TASK STATEMENT. Return all the data, word for word.

EXERCISE DATA.
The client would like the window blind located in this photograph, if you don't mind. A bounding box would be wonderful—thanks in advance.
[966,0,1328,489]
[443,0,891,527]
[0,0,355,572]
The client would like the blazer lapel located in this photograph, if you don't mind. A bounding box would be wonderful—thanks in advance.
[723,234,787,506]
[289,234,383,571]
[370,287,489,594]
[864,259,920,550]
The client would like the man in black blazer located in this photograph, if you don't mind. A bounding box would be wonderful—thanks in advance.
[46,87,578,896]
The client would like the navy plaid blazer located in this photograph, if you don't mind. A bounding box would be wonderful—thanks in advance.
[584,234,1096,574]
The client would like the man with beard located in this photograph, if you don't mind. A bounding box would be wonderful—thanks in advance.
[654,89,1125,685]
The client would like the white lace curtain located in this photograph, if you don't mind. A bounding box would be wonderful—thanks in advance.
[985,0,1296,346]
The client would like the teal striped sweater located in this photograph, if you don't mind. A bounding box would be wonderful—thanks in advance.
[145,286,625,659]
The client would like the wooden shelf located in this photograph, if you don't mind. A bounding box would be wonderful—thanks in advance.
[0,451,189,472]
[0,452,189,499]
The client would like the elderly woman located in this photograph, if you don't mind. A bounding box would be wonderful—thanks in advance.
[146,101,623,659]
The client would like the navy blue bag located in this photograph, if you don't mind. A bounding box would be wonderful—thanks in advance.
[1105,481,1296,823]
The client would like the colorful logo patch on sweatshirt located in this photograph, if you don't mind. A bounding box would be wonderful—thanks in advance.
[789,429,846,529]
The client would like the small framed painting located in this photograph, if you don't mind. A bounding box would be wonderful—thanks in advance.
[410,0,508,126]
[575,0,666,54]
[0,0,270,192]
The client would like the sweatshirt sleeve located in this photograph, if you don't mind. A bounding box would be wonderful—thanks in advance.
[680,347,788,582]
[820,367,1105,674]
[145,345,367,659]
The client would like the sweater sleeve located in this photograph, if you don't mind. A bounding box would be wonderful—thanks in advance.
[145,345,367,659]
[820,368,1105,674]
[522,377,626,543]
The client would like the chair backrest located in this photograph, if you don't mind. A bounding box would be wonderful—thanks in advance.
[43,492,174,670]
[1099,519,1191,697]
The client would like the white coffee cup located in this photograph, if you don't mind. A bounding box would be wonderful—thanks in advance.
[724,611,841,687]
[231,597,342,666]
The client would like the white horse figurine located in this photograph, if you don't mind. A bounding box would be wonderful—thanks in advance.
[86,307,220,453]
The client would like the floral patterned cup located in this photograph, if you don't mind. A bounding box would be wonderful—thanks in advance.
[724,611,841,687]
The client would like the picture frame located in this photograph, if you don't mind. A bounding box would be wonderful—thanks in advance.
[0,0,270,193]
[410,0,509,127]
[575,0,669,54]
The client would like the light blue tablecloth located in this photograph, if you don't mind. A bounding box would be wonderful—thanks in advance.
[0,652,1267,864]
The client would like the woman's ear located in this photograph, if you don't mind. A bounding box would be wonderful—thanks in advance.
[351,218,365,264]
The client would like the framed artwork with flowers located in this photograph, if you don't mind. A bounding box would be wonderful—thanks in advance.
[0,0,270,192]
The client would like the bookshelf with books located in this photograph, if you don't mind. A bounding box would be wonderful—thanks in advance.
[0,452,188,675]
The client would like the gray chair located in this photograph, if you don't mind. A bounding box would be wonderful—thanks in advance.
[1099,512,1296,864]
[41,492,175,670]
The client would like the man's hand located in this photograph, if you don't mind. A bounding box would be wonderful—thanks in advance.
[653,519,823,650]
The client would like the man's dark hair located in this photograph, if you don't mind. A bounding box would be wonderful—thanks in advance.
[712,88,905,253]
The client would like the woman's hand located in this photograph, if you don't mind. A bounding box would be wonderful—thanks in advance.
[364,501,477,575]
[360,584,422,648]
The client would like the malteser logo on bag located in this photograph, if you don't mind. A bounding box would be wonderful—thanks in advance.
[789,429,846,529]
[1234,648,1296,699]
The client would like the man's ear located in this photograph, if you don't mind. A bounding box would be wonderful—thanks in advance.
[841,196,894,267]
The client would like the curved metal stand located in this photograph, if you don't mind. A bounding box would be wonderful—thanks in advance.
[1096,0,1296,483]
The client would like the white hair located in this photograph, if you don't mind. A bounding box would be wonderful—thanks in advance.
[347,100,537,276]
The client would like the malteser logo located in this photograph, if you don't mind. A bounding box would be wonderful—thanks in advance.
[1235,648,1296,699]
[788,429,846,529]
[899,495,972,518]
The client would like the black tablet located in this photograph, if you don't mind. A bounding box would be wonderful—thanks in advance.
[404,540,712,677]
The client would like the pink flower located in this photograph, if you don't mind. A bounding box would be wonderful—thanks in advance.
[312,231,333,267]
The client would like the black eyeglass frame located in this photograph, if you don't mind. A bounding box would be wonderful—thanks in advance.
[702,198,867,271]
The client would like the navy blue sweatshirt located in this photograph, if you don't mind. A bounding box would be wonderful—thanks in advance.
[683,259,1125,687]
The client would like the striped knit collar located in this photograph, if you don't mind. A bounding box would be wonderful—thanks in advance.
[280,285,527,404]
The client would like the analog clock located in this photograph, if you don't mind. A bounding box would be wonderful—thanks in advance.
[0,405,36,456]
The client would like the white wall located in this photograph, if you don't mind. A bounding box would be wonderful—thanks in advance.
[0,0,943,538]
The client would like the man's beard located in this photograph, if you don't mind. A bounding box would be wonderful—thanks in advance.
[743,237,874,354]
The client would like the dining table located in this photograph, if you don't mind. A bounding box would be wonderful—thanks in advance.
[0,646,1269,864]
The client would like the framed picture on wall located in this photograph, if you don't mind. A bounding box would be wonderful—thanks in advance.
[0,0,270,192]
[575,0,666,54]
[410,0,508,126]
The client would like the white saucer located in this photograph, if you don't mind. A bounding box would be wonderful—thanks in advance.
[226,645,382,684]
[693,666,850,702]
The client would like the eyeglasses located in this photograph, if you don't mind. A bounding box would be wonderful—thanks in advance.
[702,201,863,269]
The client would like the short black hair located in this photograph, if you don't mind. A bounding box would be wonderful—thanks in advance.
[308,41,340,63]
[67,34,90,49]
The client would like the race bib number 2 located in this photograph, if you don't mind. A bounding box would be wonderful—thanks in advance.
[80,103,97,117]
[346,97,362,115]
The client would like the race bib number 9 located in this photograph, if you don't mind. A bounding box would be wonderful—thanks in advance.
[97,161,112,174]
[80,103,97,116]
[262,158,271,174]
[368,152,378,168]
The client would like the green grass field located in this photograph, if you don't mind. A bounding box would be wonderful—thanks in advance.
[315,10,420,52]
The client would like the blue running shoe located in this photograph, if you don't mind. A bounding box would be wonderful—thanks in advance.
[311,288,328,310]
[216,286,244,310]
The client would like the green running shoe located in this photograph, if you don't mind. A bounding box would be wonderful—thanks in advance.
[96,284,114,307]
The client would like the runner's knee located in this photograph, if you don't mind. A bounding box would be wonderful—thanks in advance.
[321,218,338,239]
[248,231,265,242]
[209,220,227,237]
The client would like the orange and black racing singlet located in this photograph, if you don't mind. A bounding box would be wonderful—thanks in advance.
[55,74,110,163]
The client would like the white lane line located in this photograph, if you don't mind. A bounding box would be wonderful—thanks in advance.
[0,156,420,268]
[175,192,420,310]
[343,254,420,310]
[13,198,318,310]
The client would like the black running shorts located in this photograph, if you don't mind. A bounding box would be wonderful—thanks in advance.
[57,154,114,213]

SOLUTION TO THE EXERCISE.
The client would like the window blind located in this photograph, if you don't mind. A bounding box would be wonderful—thanks in advance.
[966,0,1328,489]
[443,0,891,527]
[0,0,355,572]
The client would like the blazer lapel located in this photograph, if you don't mind. A bounding box would be wonderful—thanks in advance.
[723,234,787,506]
[289,234,383,571]
[370,287,489,594]
[864,259,920,550]
The client would like the man in black blazer located in this photograph, if you don't mind. A bounding box would be wonderful—thanks in advance.
[46,87,578,896]
The client would like the navy plaid blazer located in this photograph, if you don't mind. A bounding box would be wonderful—thanks in advance.
[584,234,1096,574]
The client would like the man with beard located in this photograph, if you don't mind. A bounding box would be wonderful—thanks in advance.
[654,89,1125,685]
The client would like the white lace curtain located in this photograph, if you don't mind. A bounding box would be wonderful—thanks in advance.
[985,0,1296,346]
The client would like the teal striped sweater located in this photograph, if you don't mind. A bounding box would be wonderful—thanks in advance.
[145,286,625,659]
The client would like the wooden shelf located in this photograph, if you don't mind. A bounding box would be wonderful—thanks in advance.
[0,451,189,472]
[0,452,189,499]
The client would like the elderly woman located in this photograph, if you don't mind. A bounding box would be wonderful—thanks in advance.
[146,101,623,659]
The client would like the navy blue bag located in this photograph, if you don't mind. A bounding box would be wonderful—thanks in advance.
[1105,481,1296,823]
The client would like the colorful logo patch on sweatshirt located in this photograph, if you don't mind. A bounding box would be wonderful—thanks in advance.
[789,429,846,529]
The client would like the small framed painting located in this photograph, if you don't mind. A bounding box would be wonderful—thanks in advance.
[410,0,508,126]
[575,0,666,54]
[0,0,270,192]
The client would like the sweatshirt sleeve located in this photograph, if you don't mind. A bounding box would be wonderful—thanks in advance.
[680,347,788,582]
[820,367,1105,674]
[145,345,367,659]
The client would like the sweater sleeve located in this photograph, if you don't mind. A bounding box would be wonderful—thanks in advance.
[145,345,367,659]
[820,368,1105,674]
[522,377,626,543]
The client would like the chair backrest located in this photograph, if you don't mind. A bounding box would be wonderful—thanks in advance.
[43,492,174,670]
[1099,519,1191,697]
The client would like the white coffee cup located in this photograph, if you don't mind. A bounding box would be wonderful—thanks in advance.
[724,611,841,687]
[231,597,342,666]
The client would like the white horse figurine located in this photograph, if you don't mind. A bounding box would be wonderful—thanks in advance.
[86,307,220,453]
The client would like the floral patterned cup located in this photograph, if you don't mind. A bounding box would be wonderful—thanks in advance.
[724,611,841,687]
The client would like the picture frame located in this photograph, if you don't mind. A bounding box would be wonderful—thanks in advance.
[0,0,270,193]
[410,0,509,127]
[575,0,669,54]
The client would like the light blue tablecloth located in this photograph, if you don't mind. A bounding box would be wonderful—thanks in advance.
[0,652,1267,864]
The client would like the woman's ear located in this photograph, if you don't mind. A bounding box would be wonderful—thanks in advance.
[351,218,365,264]
The client would like the framed artwork with flowers located in this photograph, if you don't mind. A bounding box would be wonderful—thanks in advance.
[0,0,270,192]
The client would like the bookshelf with books located in this photograph, if you don't mind. A bounding box would be wonderful—thanks in advance.
[0,452,188,675]
The client would like the gray chair located in this photograph, if you don't mind. A bounding box would be wonderful—thanks in advance.
[1099,512,1296,864]
[41,492,175,670]
The client would like the man's hand located in this photograph, if you don't mind. A bounding box would be wonderful—thanks in advance.
[653,519,823,650]
The client would like the man's dark hair located in this photograph, if you don't mind. A bounding box would be wonderful—thanks in advance.
[712,88,905,253]
The client would like the woman's hand located in this photograph, if you don't mind. A bounding box would be wonderful—thanks in advance.
[364,501,477,575]
[360,584,422,648]
The client would like the malteser logo on bag located in this photograph, if you don't mind. A bounding box would be wonderful—thanks in advance.
[789,429,846,529]
[1234,648,1296,699]
The client would like the man's ear located in this photograph, if you don't mind. A bounding box would be wonderful—thanks in advance.
[841,196,894,267]
The client would like the curved metal stand located in this photograph, if you don't mind. A bounding box would be wonderful—thanks in advance.
[1096,0,1296,483]
The client would like the white hair located in this photograph, if you don't mind. A bounding box would be wonderful—thanks in advance.
[347,100,537,276]
The client would like the malteser logo located in this photograph, if you don't mind. A bounding box would be wonderful—thanks in advance.
[1235,648,1296,699]
[788,429,846,529]
[899,495,972,518]
The client would like the black tablet located in this photograph, if you don't mind. A bounding box would be wonderful—thanks in advance.
[404,540,712,677]
The client would like the pink flower located in this photograph, if you don't mind. A bounding box would be wonderful—thanks in advance.
[312,231,333,267]
The client would like the black eyeglass frame located in this photograph, if you don't mind. A bounding box would be wonderful—thanks in advance.
[702,198,867,271]
The client would like the navy blue sweatshirt located in this photograph, if you don't mind. A bounding box would be wonderful—thanks in advance.
[683,259,1125,687]
The client would like the striped knit collar located in this photograph, if you don't mind. A bounding box would be wonderful—thanks in advance.
[280,285,527,404]
The client would like the analog clock located in this photograph, if you don't mind. A bounding box would be wonderful—thanks in advance.
[0,405,36,456]
The client would like the white wall located in this photograph, if you don't mind. A bounding box would be wonderful—thanks in advance.
[0,0,943,538]
The client would like the man's beard located in this photograph, if you don't mind. A bounding box would be wonderful—thanks in advance.
[743,237,874,354]
The client would like the dining table located in this photograph, if you don't mind. A bounding box would be wonderful—thanks in advance.
[0,646,1269,864]
The client would like the framed picture on wall located in this photograph, if you don't mind. A bounding box would be wonderful—thanks in advance.
[0,0,270,192]
[575,0,666,54]
[410,0,508,126]
The client would like the white saucer located in this photograph, if you don't mind. A bounding box would be wonderful—thanks in advance.
[226,645,382,684]
[693,666,850,702]
The client would like the eyeglasses located in this photograph, if you don't mind. A bounding box would be wonderful—thanks in advance.
[702,201,863,269]
The client would like the short black hair located in this photograph, if you don't mind. A bounding box would be wonderful—thanks in advance.
[308,41,340,63]
[67,34,90,49]
The client would like the race bib number 2 located in this photograph, if you don't mind. A bounding box would be wonderful—thanks in advance.
[80,103,97,117]
[346,97,362,115]
The client would like the race bib number 9 located in this photograph, if you don't mind. A bounding box would be wonderful—thanks in advance.
[97,161,112,174]
[80,103,97,116]
[262,158,271,174]
[368,152,378,168]
The client would like the green grass field located in this photograph, if you don't mind. A bounding box would be wonderful—thanks in advance.
[315,10,420,52]
The client would like the blue running shoe located in this photograph, if you don't mind. A bounding box would be wonderful—thanks in advance.
[311,288,328,310]
[216,286,244,310]
The client would like the green running shoe located in this photograph, if you don't mind. A bounding box would be wonderful—thanks in advance.
[96,284,114,307]
The client would like the runner's knee located in this photograph, if you don't mind. A bounding box would be wonderful—thanks in advance.
[321,218,338,239]
[248,231,265,242]
[209,220,227,237]
The client would like the orange and black racing singlet located in this photograph, if you don't mind. A bounding box would be wonderful—thanks in advance.
[55,74,110,163]
The client would like the white lane line located in this photograph, if you don't mind. A bounding box would be wonderful—thanks in advance.
[0,156,420,268]
[175,192,420,310]
[343,254,420,310]
[13,198,318,310]
The client would like the black running shorts located in this photograph, if you don't mind. A bounding box would be wonderful—thanks in advance.
[57,154,114,213]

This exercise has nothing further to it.